## SUPPLIED PASSAGE

I decided to put forward this project to share how it has evolved as I've pursued it and, if anyone finds it interesting enough, to get help as I continue.

I have a video playlist that I add to: https://www.youtube.com/playlist?list=P ... ylPHigCb8y
and an imgur post with some images: https://imgur.com/a/KqFJNDP

Hope you don't mind if I ramble a bit before starting in on my LK201.

Since I'm so new to the hobby, I've spent most of my first few months exploring some of the cleaning aspects. I'm a full poser in the sense that I'll read and watch what others have done, then buy a set of tools that I decide I want to use and then, hopefully, get around to actually using the tools that I've purchased. I'm at a point in my life where I want a hobby that gives me joy and if a small tool is under $20 and I think I'll use it I get it, and if a bigger tool is around a couple of hundred then I may invest in that too.

Wodan videos were my early inspiration. One of the early things that I bought was a decent sized ultrasonic cleaner. I've ran many sets of keycaps through it. Another set up I invested in was for retrobrighting. I probably went too far on this one. I bought a grow lamp, a sous vide, a giant aluminum roasting pan, and a roll of tinfoil all for the heat and light environment. I bought a vacuum sealer that conveniently is wide enough to put keyboard case halves in along with hydrogen peroxide. I told myself there would likely be some reuse. And there has been a little, sous vide for cooking and retrobrighting setup gets reuse for post curing resin parts. I've never been a tool guy so I think that is half the fun with this hobby, thinking of an approach to a problem and getting some tools and just trying it out to see if it works or not. Very rewarding to me.

## WHAT IS ASKED
a – Give again, word for word, the part of the hobby post from "I decided to" up to and including "on my LK201.".
b – Decide whether each statement agrees with the hobby post, answering yes or no and quoting the words that settle it: (i) The writer bought an ultrasonic cleaner early on. (ii) The writer describes themselves as a longtime tool guy. (iii) The retrobrighting setup gets reused for post curing resin parts.
c – Name every item the hobby post says the writer bought for the heat and light environment.

[Entries pointing to named objects]
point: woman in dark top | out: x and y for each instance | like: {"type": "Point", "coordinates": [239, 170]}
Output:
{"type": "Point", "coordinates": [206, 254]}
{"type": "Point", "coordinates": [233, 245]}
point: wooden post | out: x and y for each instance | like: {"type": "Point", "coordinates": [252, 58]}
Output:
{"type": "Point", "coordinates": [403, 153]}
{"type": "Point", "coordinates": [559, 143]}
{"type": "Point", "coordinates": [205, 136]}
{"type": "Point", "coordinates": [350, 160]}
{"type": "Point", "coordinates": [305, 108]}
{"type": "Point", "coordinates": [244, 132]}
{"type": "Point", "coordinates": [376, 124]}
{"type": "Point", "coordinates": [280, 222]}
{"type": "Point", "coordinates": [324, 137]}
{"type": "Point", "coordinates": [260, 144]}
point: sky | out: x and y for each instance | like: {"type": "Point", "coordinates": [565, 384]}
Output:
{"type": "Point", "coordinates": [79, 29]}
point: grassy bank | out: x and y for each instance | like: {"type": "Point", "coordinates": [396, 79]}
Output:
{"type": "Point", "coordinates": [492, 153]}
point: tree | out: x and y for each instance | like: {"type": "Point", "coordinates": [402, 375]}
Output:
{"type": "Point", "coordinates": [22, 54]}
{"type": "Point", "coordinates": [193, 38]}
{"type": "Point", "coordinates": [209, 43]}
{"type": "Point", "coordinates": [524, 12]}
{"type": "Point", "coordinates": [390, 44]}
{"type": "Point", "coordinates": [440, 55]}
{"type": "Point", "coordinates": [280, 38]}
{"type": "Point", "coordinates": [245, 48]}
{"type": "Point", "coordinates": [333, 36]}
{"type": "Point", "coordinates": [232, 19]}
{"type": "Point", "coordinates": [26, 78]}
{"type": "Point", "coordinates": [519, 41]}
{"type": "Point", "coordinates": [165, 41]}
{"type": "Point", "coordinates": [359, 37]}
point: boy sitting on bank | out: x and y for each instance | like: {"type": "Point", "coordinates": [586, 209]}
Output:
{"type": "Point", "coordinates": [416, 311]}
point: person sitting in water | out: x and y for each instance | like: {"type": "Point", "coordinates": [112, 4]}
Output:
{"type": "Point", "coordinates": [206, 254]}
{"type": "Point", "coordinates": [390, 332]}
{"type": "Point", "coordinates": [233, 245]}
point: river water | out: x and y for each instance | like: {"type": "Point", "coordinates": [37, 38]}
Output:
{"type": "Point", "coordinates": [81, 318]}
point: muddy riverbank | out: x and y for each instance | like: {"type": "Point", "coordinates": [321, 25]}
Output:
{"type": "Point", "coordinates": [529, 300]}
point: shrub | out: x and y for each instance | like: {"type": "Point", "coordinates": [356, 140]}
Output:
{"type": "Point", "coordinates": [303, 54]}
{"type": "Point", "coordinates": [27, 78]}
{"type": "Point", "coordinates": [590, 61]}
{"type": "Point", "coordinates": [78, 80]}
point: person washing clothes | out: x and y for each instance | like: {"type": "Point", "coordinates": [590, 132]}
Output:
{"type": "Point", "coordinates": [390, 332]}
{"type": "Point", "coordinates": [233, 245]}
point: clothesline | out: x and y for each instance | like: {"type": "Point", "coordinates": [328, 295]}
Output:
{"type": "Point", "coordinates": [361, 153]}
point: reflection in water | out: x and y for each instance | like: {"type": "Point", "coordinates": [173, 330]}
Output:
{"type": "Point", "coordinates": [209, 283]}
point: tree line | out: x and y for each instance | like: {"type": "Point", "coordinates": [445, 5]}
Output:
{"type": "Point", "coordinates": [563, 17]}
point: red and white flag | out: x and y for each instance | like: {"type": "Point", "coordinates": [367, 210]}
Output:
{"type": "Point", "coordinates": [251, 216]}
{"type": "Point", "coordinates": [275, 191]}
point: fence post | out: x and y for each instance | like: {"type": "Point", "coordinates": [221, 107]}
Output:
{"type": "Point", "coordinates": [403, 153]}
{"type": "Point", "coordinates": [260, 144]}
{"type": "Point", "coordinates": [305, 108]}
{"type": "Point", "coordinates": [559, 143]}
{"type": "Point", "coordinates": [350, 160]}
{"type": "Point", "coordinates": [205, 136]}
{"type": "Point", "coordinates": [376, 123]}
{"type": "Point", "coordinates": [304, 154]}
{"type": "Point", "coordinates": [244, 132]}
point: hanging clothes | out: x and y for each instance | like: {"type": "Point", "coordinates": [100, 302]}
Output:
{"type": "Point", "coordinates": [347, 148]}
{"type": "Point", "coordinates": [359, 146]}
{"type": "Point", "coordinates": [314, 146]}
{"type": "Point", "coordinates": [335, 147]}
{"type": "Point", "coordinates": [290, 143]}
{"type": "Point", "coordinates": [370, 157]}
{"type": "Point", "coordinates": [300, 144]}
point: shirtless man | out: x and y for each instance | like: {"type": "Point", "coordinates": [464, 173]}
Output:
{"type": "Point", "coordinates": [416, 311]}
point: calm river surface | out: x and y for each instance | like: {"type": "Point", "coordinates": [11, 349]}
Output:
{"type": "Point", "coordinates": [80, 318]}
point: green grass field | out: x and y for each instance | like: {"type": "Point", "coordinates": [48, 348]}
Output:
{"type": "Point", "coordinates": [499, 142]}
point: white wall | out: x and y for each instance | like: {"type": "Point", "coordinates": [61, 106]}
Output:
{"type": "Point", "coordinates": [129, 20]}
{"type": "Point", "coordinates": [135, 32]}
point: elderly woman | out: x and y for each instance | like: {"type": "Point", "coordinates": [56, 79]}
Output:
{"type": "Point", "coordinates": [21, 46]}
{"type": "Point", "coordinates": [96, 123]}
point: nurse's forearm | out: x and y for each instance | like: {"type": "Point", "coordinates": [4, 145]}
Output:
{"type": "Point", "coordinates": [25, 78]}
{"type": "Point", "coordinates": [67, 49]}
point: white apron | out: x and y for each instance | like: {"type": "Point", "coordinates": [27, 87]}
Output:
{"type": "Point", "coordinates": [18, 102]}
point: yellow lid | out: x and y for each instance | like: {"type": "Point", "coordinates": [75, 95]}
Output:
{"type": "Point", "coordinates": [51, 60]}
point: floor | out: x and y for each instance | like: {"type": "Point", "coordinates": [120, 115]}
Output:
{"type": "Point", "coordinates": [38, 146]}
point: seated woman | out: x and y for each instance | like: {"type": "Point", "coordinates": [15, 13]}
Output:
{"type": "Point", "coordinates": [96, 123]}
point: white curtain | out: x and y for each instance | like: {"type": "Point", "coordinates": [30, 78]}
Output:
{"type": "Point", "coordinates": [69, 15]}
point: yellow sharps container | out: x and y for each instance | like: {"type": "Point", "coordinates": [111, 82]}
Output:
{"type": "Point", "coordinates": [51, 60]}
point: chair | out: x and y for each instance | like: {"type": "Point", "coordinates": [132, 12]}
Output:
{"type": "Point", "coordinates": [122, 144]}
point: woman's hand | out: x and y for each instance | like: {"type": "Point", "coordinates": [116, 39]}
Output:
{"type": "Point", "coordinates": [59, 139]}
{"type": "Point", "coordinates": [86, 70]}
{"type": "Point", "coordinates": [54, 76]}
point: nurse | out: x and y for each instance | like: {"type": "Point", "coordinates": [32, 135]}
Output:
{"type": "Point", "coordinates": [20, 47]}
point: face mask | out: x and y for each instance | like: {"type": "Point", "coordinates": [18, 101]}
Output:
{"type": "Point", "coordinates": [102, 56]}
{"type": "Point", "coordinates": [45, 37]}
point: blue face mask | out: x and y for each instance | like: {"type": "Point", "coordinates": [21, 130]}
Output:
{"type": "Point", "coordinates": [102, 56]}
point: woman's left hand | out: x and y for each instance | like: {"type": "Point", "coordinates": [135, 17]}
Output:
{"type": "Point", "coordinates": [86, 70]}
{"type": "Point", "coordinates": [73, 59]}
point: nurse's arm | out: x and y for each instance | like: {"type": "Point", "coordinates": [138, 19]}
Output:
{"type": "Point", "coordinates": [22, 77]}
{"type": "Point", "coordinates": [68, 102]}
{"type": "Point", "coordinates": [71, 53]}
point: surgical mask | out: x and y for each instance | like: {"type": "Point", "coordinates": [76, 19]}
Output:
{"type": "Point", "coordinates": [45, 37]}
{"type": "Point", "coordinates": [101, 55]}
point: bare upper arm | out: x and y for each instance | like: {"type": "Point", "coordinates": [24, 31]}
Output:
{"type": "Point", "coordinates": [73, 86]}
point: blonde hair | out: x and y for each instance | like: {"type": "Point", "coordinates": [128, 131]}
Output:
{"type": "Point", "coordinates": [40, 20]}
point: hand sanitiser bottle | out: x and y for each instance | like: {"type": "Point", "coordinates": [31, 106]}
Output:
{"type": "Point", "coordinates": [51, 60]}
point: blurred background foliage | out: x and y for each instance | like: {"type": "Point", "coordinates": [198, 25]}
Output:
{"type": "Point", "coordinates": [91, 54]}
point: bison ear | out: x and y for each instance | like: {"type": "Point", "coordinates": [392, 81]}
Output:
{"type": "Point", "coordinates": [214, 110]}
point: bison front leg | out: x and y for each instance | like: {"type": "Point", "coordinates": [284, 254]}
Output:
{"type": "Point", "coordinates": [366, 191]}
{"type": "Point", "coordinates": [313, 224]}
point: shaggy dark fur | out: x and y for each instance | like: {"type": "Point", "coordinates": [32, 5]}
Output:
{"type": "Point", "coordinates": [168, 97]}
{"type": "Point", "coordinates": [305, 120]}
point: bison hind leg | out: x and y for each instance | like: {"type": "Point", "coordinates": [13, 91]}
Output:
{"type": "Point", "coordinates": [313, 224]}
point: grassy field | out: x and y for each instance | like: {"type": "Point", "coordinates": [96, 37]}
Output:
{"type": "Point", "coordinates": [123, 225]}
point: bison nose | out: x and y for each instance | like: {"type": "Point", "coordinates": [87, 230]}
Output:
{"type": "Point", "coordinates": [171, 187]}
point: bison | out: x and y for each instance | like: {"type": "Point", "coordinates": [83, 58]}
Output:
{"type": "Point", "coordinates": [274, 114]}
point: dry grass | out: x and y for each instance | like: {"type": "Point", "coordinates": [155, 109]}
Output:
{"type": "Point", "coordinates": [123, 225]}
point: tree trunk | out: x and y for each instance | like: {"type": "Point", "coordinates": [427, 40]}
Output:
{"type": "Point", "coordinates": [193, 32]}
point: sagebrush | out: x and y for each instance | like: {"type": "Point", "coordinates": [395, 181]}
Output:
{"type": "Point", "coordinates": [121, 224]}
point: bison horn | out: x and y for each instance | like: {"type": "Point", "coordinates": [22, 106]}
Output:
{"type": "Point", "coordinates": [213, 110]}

## WRITTEN RESPONSES
a –
I decided to put forward this project to share how it has evolved as I've pursued it and, if anyone finds it interesting enough, to get help as I continue.

I have a video playlist that I add to: https://www.youtube.com/playlist?list=P ... ylPHigCb8y
and an imgur post with some images: https://imgur.com/a/KqFJNDP

Hope you don't mind if I ramble a bit before starting in on my LK201.

b –
(i) Yes: "One of the early things that I bought was a decent sized ultrasonic cleaner."
(ii) No: "I've never been a tool guy"
(iii) Yes: "retrobrighting setup gets reuse for post curing resin parts"

c – a grow lamp, a sous vide, a giant aluminum roasting pan, a roll of tinfoil